Requirements » Restate the whole listing exactly.

Dataset records »

※

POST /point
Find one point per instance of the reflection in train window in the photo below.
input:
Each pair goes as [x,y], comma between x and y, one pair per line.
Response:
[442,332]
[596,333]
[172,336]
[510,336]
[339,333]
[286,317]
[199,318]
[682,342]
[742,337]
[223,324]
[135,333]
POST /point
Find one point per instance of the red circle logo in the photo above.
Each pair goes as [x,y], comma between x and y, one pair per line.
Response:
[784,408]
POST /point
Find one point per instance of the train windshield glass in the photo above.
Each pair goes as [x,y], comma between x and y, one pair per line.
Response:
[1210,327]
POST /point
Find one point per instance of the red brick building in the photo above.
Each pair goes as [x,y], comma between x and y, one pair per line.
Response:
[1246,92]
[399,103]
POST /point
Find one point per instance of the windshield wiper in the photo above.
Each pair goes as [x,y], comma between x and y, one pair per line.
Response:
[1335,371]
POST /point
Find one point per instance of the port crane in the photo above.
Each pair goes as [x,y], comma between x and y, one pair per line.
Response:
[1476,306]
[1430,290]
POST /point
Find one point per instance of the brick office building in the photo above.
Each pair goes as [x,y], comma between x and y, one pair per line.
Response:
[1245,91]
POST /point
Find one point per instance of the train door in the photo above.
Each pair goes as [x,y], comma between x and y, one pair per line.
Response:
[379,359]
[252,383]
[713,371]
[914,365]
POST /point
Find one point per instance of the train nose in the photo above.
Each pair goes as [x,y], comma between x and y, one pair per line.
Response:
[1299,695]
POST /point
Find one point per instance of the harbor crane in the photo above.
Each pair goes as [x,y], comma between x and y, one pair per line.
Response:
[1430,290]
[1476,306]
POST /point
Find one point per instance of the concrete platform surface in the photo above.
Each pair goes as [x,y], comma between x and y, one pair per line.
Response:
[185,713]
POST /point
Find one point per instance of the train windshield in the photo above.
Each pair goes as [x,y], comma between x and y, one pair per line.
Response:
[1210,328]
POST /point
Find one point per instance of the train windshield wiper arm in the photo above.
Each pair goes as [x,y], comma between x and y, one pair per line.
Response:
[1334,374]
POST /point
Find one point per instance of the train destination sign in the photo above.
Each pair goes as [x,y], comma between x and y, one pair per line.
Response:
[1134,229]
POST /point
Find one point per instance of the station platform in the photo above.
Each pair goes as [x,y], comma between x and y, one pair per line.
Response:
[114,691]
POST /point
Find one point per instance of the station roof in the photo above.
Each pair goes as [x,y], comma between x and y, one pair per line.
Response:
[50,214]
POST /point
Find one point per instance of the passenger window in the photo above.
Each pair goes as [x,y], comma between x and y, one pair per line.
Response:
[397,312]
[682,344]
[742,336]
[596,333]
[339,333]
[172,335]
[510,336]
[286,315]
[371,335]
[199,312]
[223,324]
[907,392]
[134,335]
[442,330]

※

Exercise solution »
POST /point
Find one point per instance of the reflection in train window in the photo below.
input:
Each pair goes as [x,y], comma between x and y, one pair per line.
Response:
[442,332]
[596,333]
[172,336]
[510,336]
[339,333]
[286,317]
[199,318]
[682,342]
[742,337]
[223,324]
[135,333]
POST /point
Find one point per instance of the red circle logo in the photo above.
Each pair goes as [x,y], comma between x and y, one pair per line.
Response:
[784,408]
POST /point
Find one point per instance of the train windshield glass in the photo above.
Each pair goes as [x,y], comma between x and y, one pair per line.
Response:
[1210,327]
POST /point
Find one point per instance of the red brick building in the photo above.
Each pair goes as [x,y], comma between x and y, one pair per line.
Response:
[1246,92]
[399,103]
POST /point
Find one point per instance of the windshield wiper in the photo above.
Each pair goes as [x,y], comma between x and y, one pair per line.
Response:
[1335,371]
POST /point
Find one point per instance of the port crane in the photo above.
Each pair goes as [x,y], comma between x and y, one pair per line.
Response:
[1476,306]
[1430,290]
POST /point
Find one point per instance of the brick office building in the photo above.
Each pair goes as [x,y], comma between x and y, one pair per line.
Response:
[1245,91]
POST /point
Find one point per instance of the train door in the photo above.
Each pair goes as [x,y], comma between x and y, one pair per line.
Response:
[379,359]
[252,383]
[713,371]
[914,365]
POST /point
Find one point per instance of the train nose in the photo above.
Each pair goes as [x,y], comma between x and y, one pair per line.
Response:
[1299,695]
POST /point
Find one point per instance of the harbor crane in the photo above.
Each pair goes as [x,y], comma between x and y, one pair per line.
Response:
[1430,290]
[1476,306]
POST /point
Find one point per instance of the concrete platform surface in the photo above.
Each pair goes as [x,y], comma between x and y, one pair per line.
Response:
[185,713]
POST /point
Find one point per instance of the train windshield in the photo above.
Each pair goes as [x,y], comma between x and y, one pair per line.
Response:
[1210,328]
POST /point
Find one point per instance of the train windshield wiper arm in the photo above.
Each pair goes as [x,y], comma between x and y, one pair per line.
Response:
[1334,374]
POST /point
Find one point per instance of the train destination sign in the photo above.
Each pair goes as [x,y], comma between x and y, one pair per line.
Response:
[1134,229]
POST /point
Find one point per instance of the station platform in the photo above.
Each pair goes as [x,y], comma between x and y, one pair per line.
Response:
[114,691]
POST /point
Find one point per instance of the station roof in the photo above.
Each pair goes as [x,y], comma between x and y, one pair per line.
Response:
[50,214]
POST /point
Find one point per instance of the passenger window in the photo above.
Each pair goes as [x,y], comma between x and y, one pair per line.
Response:
[397,312]
[682,344]
[742,336]
[596,333]
[339,333]
[172,335]
[510,336]
[286,315]
[371,335]
[199,312]
[223,324]
[907,392]
[134,335]
[442,330]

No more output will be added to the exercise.